##### EXTRACT TO READ

GM Oil Consumption Lawsuit Dismissed

Judge dismisses entire class action lawsuit that alleges the Vortec V8 engines are defective.

GM Oil Consumption Lawsuit Dismissed

Posted in News

— A GM oil consumption lawsuit has been dismissed over vehicles equipped with Generation IV 5.3 Liter V8 Vortec 5300 LC9 engines.

The oil consumption class action lawsuit alleges Chevrolet Avalanche, Chevrolet Silverado, Chevrolet Suburban, Chevrolet Tahoe, GMC Sierra, GMC Yukon and GMC Yukon XL vehicles are defective if they are equipped with the Vortec 5300 LC9 engines.

Plaintiff Seth Hackler bought a new 2013 Chevrolet Silverado equipped with a Generation IV 5.3 Liter V8 Vortec 5300 LC9 engine.

The GM lawsuit alleges the automaker knew the engines were defective beginning in 2008 or 2009 when GM opened the "Red-X" investigation to collect engines from dealers.

The class action alleges oil consumption problems are caused by the location of the active fuel management oil pressure relief valve. The investigation also showed the secondary cause of problems was the higher tension oil pump spring used in the first three months of production for 2007 models.

##########
##### RAW DATA

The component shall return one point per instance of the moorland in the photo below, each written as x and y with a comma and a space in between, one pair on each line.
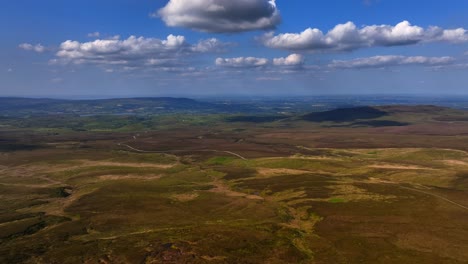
185, 181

##########

- SHORT TASK
Please reproduce the passage of the article above about the GM oil consumption lawsuit from "Plaintiff Seth Hackler" to "engines from dealers.", substituting "dealerships" for "dealers".

- THE OUTPUT
Plaintiff Seth Hackler bought a new 2013 Chevrolet Silverado equipped with a Generation IV 5.3 Liter V8 Vortec 5300 LC9 engine.

The GM lawsuit alleges the automaker knew the engines were defective beginning in 2008 or 2009 when GM opened the "Red-X" investigation to collect engines from dealerships.